*Data shown*

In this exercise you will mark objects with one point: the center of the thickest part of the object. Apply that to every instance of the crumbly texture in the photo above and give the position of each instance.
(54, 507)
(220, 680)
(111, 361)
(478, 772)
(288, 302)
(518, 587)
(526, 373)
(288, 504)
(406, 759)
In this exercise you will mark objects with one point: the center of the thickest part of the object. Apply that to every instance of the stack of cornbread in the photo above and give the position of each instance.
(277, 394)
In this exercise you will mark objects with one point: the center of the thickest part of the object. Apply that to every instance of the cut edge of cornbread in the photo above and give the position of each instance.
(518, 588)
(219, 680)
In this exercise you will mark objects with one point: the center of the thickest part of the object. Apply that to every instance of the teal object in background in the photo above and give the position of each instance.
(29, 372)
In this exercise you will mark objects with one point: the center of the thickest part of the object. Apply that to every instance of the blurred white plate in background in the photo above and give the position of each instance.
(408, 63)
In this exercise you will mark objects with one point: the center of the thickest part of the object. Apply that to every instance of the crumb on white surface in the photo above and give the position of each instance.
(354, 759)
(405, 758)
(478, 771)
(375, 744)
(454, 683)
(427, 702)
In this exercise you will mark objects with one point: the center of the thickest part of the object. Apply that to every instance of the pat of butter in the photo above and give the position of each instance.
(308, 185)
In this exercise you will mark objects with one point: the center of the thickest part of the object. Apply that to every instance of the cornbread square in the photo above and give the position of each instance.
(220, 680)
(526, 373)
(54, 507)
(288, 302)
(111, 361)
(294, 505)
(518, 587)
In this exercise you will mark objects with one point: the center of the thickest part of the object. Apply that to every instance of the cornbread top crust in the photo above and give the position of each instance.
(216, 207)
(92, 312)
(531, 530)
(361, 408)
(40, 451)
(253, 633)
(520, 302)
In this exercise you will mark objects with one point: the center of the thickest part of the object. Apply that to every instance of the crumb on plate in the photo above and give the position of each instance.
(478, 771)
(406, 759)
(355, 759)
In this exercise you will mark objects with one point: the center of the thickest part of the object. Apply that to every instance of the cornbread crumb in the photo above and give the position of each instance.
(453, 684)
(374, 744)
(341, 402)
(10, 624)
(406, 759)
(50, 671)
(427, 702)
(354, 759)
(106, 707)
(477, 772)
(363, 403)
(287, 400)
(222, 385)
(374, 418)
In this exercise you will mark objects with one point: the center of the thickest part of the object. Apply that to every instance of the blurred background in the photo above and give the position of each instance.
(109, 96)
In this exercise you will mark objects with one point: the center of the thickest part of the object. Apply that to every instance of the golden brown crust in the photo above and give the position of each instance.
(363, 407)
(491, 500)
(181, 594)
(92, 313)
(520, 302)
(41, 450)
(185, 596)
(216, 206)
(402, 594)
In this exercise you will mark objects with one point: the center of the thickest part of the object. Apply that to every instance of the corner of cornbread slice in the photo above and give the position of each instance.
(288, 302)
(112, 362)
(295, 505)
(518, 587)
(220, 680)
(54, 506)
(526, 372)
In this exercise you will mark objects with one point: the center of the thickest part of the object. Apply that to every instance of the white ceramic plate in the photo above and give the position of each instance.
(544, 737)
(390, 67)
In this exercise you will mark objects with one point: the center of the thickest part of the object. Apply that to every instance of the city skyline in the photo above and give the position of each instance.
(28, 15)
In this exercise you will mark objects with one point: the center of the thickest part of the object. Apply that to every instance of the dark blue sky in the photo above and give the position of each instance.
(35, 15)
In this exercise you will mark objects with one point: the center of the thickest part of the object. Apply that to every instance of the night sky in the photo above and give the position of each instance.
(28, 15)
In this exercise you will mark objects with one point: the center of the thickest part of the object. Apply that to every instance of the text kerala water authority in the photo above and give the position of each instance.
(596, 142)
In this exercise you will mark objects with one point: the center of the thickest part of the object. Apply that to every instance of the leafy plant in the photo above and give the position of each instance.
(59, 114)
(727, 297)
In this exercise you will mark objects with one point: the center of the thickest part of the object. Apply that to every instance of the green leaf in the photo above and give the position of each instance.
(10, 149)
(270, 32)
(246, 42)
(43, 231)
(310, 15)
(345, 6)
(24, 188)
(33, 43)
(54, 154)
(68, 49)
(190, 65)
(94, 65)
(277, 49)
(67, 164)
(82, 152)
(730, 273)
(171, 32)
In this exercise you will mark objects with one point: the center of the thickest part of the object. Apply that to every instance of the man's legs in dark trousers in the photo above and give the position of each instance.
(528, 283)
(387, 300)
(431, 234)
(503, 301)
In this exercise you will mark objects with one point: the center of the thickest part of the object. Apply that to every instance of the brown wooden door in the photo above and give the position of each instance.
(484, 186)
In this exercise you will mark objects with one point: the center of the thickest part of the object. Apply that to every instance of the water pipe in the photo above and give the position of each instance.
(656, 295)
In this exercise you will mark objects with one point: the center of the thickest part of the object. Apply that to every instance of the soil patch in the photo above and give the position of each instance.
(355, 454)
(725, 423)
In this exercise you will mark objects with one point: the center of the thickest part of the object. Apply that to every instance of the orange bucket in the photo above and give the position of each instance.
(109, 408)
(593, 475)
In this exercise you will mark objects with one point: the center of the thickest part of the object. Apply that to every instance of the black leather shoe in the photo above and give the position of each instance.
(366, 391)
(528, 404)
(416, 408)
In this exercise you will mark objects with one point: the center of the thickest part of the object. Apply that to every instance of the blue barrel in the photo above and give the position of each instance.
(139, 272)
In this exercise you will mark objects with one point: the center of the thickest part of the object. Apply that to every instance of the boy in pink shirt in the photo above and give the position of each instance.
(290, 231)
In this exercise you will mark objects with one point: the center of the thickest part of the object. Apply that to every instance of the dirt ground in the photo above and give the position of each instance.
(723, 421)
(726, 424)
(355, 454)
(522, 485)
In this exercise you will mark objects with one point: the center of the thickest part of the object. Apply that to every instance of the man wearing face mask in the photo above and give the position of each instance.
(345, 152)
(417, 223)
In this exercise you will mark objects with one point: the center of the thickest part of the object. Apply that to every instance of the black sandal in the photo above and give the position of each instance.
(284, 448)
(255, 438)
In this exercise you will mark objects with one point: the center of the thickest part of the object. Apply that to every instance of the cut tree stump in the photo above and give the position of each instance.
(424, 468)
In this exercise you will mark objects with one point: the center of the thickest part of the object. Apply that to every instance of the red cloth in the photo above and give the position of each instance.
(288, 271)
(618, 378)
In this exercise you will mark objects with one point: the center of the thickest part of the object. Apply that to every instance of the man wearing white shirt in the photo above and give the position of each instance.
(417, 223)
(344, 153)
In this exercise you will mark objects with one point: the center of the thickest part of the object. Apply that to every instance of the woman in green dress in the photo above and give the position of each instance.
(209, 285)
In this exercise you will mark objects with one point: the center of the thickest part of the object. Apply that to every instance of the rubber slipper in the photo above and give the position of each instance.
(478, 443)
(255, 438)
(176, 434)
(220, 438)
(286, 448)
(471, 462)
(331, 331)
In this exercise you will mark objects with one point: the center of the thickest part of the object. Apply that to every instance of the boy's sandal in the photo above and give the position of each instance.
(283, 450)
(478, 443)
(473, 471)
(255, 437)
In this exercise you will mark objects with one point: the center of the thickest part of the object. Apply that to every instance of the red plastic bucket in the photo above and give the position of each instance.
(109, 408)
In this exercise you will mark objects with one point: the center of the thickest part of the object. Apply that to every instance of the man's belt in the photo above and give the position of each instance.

*Given task*
Extract every line of the listing above and reproduce each one word for word, in its original order.

*Final result*
In this exercise you will mark objects with one point: the center of the thickest part of the object. Apply that to every instance of the crumbly texture in the photo above and give the position of each instance.
(54, 507)
(220, 680)
(111, 361)
(478, 772)
(288, 302)
(518, 587)
(526, 373)
(288, 504)
(406, 759)
In this exercise you will mark objects with one point: the center of the thickest part of the object. Apply that to every instance of the stack of cornbread in the photo above and give the position of each instance.
(277, 394)
In this exercise you will mark objects with one point: the center of the thickest part of the object. Apply that to every instance of the cut edge of cornbread in the photo above and give the position of each instance.
(518, 588)
(219, 680)
In this exercise you will mark objects with one point: the center of the thickest part of the object. Apply that to every instance of the teal object in background in the photo above and give the position of each instance.
(29, 372)
In this exercise you will mark objects with one point: the center of the thickest part of the object. Apply that to every instance of the blurred white plate in background in the photo above and give the position of each instance.
(408, 63)
In this exercise you will mark objects with one point: the center of the thickest part of the object. Apply that to every instance of the crumb on white surface in the photo above and give the position of each instance.
(354, 759)
(405, 758)
(478, 771)
(375, 744)
(454, 683)
(427, 702)
In this exercise you will mark objects with one point: the center of the thickest part of the object. Apply that to every instance of the pat of butter in the photo above and give the position of each instance.
(308, 185)
In this exercise you will mark objects with one point: the center of the thickest part of the object. Apply that to every instance of the cornbread square in the photo above and give the position of each instance.
(220, 680)
(526, 373)
(54, 507)
(288, 302)
(111, 361)
(294, 505)
(518, 587)
In this exercise you will mark objects with one point: the center of the thickest part of the object. Apply that to every instance of the cornbread top crust in the photo above and give the position of each instance.
(216, 207)
(92, 312)
(531, 530)
(361, 408)
(40, 451)
(253, 633)
(520, 302)
In this exercise you will mark objects with one point: the center of the thickest part of the object. Apply that to every instance of the crumb on plate in the photo above and give the position of each instance.
(478, 771)
(406, 759)
(355, 759)
In this exercise you will mark objects with one point: the center of the thickest part of the object. Apply that to every instance of the cornbread crumb in the photo above and give the position of each instance.
(453, 684)
(374, 744)
(341, 402)
(10, 624)
(406, 759)
(50, 671)
(427, 702)
(354, 759)
(106, 707)
(477, 772)
(363, 403)
(287, 400)
(222, 385)
(374, 418)
In this exercise you will mark objects with one point: the center of the thickest part of the object. Apply that to every instance of the blurred background in the photo above and give the position of each instance.
(109, 96)
In this exercise you will mark objects with one point: the center of the thickest part of the object. Apply that to every instance of the golden brown crust in the photo above and give the position of each instance.
(363, 407)
(491, 500)
(181, 594)
(92, 313)
(520, 302)
(41, 450)
(185, 596)
(216, 206)
(402, 594)
In this exercise you will mark objects with one point: the center of the thickest part of the object. Apply that to every instance of the corner of cornbread slice in the photo above and give the position of each instance.
(288, 302)
(112, 362)
(295, 505)
(518, 587)
(220, 680)
(54, 506)
(526, 372)
In this exercise you will mark objects with one point: the center of the thickest part of the object. Apply that to every instance of the white ceramic plate in the photo above and give the position of each instance.
(544, 737)
(390, 67)
In this exercise you will mark objects with one point: the center of the thickest part of the object. Apply that to every instance of the city skyline in the photo above and give the position of each instance.
(28, 15)
In this exercise you will mark objects with one point: the center of the thickest part of the object. Apply that to every instance of the dark blue sky in the photo above and give the position of each instance.
(35, 15)
In this exercise you will mark objects with one point: the center of the thickest part of the object. Apply that to every instance of the night sky in the photo above and give the position of each instance.
(28, 15)
In this exercise you will mark objects with one point: the center of the thickest part of the object. Apply that to every instance of the text kerala water authority in the photo above and give the position of each instance.
(596, 142)
In this exercise you will mark objects with one point: the center of the thickest part of the object. Apply that to every instance of the leafy plant in the photo above and give the position of each instance.
(59, 114)
(727, 297)
In this exercise you will mark objects with one point: the center of the thickest part of the object. Apply that to every instance of the green leaf in the photo above and give the position of each instance.
(10, 149)
(270, 32)
(246, 42)
(43, 231)
(310, 15)
(345, 6)
(24, 188)
(33, 43)
(54, 154)
(68, 49)
(190, 65)
(94, 65)
(277, 49)
(67, 164)
(82, 152)
(730, 273)
(171, 32)
In this exercise you will mark objects with one point: the center of the thickest part of the object. Apply that to every instance of the man's legs in dark trousers in the photo above and give the position of each instance.
(528, 283)
(387, 300)
(431, 234)
(503, 301)
In this exercise you will mark objects with one point: the center of the thickest part of the object. Apply that to every instance of the brown wooden door in the photo above and give the position of each instance.
(484, 186)
In this exercise you will mark objects with one point: the center of the thickest part of the object. Apply that to every instance of the water pipe in the photo above and give the position of each instance.
(656, 295)
In this exercise you will mark objects with one point: the center of the thickest part of the object. Apply that to every instance of the soil patch in the photo above and give the position of each instance.
(355, 454)
(725, 423)
In this exercise you will mark objects with one point: the center of the thickest part of the object. Apply that to every instance of the orange bucket in the photo above and give the position of each instance.
(109, 408)
(593, 475)
In this exercise you will mark objects with one point: the center of the thickest part of the object. Apply that to every instance of the black leather shoe in the photo above and give the position of each instance.
(366, 391)
(528, 404)
(416, 408)
In this exercise you will mark objects with one point: the center of the thickest part of the object. Apply that to every instance of the blue barrel in the photo above and give the position of each instance.
(139, 272)
In this exercise you will mark objects with one point: the center of the thickest part of the object. Apply that to every instance of the boy in pink shirt in the photo above and give the position of each instance.
(290, 231)
In this exercise you will mark objects with one point: the center of the thickest part of the object. Apply that to every instance of the dirt ground in the photo above and give the position of each instance.
(723, 421)
(726, 424)
(355, 454)
(522, 485)
In this exercise you will mark objects with one point: the center of the thickest part of the object. Apply that to every instance of the man wearing face mask in the photo above and give the position of each instance.
(345, 152)
(417, 223)
In this exercise you will mark objects with one point: the center of the thickest part of the object. Apply that to every instance of the black sandal in the photo above and give the position of each instance.
(284, 448)
(255, 438)
In this exercise you will mark objects with one point: the center of the thickest part of the object. Apply that to every instance of the cut tree stump in the photo above and give the position of each instance.
(424, 468)
In this exercise you will mark objects with one point: the center of the thickest part of the object. Apply that to every instance of the red cloth in the photo above and give the position of each instance.
(288, 271)
(618, 378)
In this exercise you will mark objects with one point: the center of the thickest part of the object. Apply that to every instance of the man wearing white shirt in the photo above and give the position of each instance.
(417, 223)
(344, 153)
In this exercise you will mark objects with one point: the center of the thickest part of the object. Apply that to every instance of the woman in green dress in the photo above and give the position of each instance.
(209, 285)
In this exercise you will mark objects with one point: the center of the thickest part of the object. Apply that to every instance of the rubber slipper in the photo above and give the position of each instance.
(478, 443)
(255, 438)
(176, 434)
(220, 438)
(286, 448)
(471, 462)
(331, 331)
In this exercise you will mark objects with one point: the center of the thickest part of the object. Apply that to every instance of the boy's sandal in the photo above and give the position of each instance.
(283, 450)
(478, 443)
(473, 471)
(255, 437)
In this exercise you will mark objects with one point: the center of the thickest part of the object. Apply that to every instance of the red plastic bucket in the photo above and give the position of each instance.
(109, 408)
In this exercise you will mark objects with one point: the center of the thickest part of the object. Apply that to every instance of the man's belt in the photo above and give the position of each instance.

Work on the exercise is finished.